• _DATA EXCERPTS_:
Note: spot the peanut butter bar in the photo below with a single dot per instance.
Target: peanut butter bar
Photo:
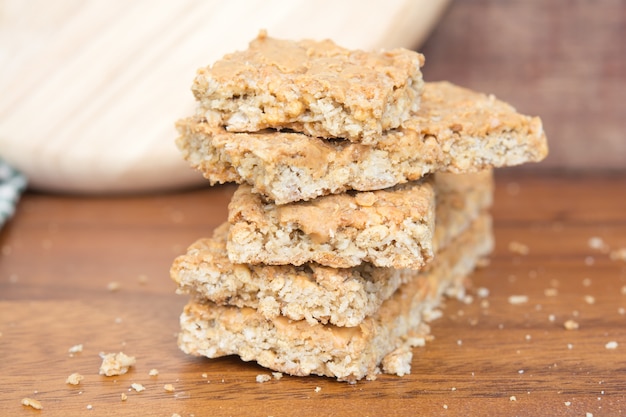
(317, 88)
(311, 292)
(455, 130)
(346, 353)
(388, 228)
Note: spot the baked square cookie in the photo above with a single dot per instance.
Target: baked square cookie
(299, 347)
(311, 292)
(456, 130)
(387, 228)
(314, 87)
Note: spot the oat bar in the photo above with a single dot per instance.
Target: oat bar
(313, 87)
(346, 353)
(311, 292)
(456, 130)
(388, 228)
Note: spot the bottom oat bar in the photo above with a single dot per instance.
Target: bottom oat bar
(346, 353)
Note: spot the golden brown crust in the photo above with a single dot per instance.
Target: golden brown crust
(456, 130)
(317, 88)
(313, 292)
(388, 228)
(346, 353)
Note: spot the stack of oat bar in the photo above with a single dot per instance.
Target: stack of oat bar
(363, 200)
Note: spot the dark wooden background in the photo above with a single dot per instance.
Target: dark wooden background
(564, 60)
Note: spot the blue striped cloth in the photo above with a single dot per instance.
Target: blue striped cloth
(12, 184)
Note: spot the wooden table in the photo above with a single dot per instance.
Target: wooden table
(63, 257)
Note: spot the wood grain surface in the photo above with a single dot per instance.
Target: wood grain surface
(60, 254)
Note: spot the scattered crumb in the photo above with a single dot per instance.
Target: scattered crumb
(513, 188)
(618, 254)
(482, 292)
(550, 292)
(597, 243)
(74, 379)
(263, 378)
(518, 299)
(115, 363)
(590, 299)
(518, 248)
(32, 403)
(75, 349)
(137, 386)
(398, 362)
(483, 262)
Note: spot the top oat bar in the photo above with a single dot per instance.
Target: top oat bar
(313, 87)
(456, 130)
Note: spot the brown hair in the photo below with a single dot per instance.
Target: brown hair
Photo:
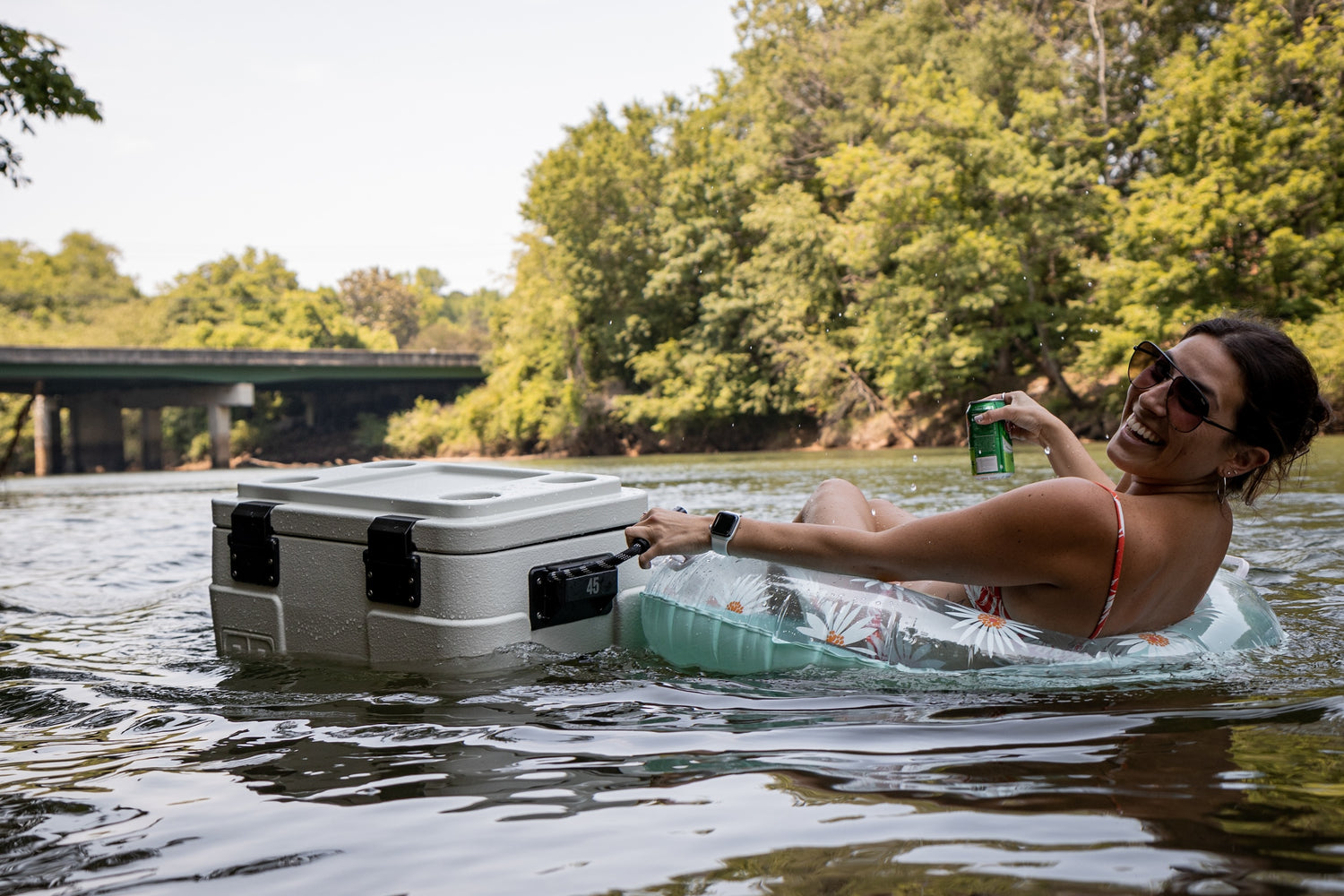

• _DESCRIPTION OF THE TASK_:
Rewrite the entries starting at the line that contains "Note: spot the wooden" and stopping after the last entry, with "dot" changed to "point" and nothing else altered. Leave the pictures out of your answer.

• _RESPONSE TO THE TASK_:
Note: spot the wooden table in the photo above with a single point per instance.
Target: wooden table
(63, 257)
Note: spot the wood grain surface in the photo above with a single point per instance.
Target: wood grain surface
(60, 254)
Note: spot the scattered crumb in the photo above with a single point per instance.
Target: scattered crumb
(513, 188)
(618, 254)
(482, 292)
(550, 292)
(597, 243)
(74, 379)
(263, 378)
(518, 299)
(115, 363)
(590, 299)
(518, 248)
(32, 403)
(75, 349)
(137, 386)
(398, 362)
(483, 262)
Note: spot the top oat bar in the photo above with a single point per instance.
Target: top oat bar
(313, 87)
(456, 130)
Note: spot the brown hair in the photo below with a single point per instance.
Target: brown hair
Photo:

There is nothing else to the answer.